[TEXT SHOWN]
Justice of the North Dakota Supreme Court
- In office November 2, 1889 – January 1, 1901
- Preceded by: Seat established
- Succeeded by: David Morgan

Personal details
- Born: June 17, 1843 Indiana, U.S.
- Died: March 24, 1901 (aged 57) Bismarck, North Dakota, U.S.
- Cause of death: Heart attack
- Resting place: Saint Marys Cemetery, Bismarck, North Dakota
- Spouses: Arvilla Bartholomew ​(died 1876)​; Mary Bartholomew;
- Children: at least 1 daughter
- Parent: George M. Bartholomew (father);
- Relatives: Joseph Bartholomew (grandfather)

Military service
- Allegiance: United States
- Branch/service: United States Volunteers Union Army
- Years of service: 1862–1865
- Rank: 1st Lieutenant, USV
- Unit: 23rd Reg. Wis. Vol. Infantry; 49th Reg. Wis. Vol. Infantry;
- Battles/wars: American Civil War Vicksburg Campaign Battle of Chickasaw Bayou; Battle of Arkansas Post; Battle of Champion Hill; Battle of Big Black River Bridge; ; Operations in West Louisiana Battle of Bayou Bourbeux; ; Red River campaign Battle of Pleasant Hill; Battle of Monett's Ferry; ;

= Joseph Bartholomew (judge) =

19th century American judge

Joseph Milton Bartholomew (June 17, 1843 – March 24, 1901) was an American lawyer and judge. He was one of the first three justices of the Supreme Court of North Dakota, serving from 1889 through 1900, and was the 2nd chief justice.

==Early life==
Bartholomew was the grandson of American major general Joseph Bartholomew, who had settled in Indiana after the War of 1812. Joseph Milton Bartholomew was born in Indiana in June 1843. His parents moved the family to Columbia County, Wisconsin Territory, in 1845, and settled a farm.

[RECORDED DATA]
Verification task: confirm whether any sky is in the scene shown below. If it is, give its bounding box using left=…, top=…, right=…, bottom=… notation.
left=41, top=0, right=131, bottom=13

[REQUIRED ACTIONS]
1. From the text about Joseph Bartholomew, extract word for word the stretch from "- Died: March" through "Joseph Bartholomew (grandfather)".
2. According to the text about Joseph Bartholomew, where did his parents move the family in 1845?

[RESULTS OF THE TASKS]
1.
- Died: March 24, 1901 (aged 57) Bismarck, North Dakota, U.S.
- Cause of death: Heart attack
- Resting place: Saint Marys Cemetery, Bismarck, North Dakota
- Spouses: Arvilla Bartholomew ​(died 1876)​; Mary Bartholomew;
- Children: at least 1 daughter
- Parent: George M. Bartholomew (father);
- Relatives: Joseph Bartholomew (grandfather)

2. Columbia County, Wisconsin Territory.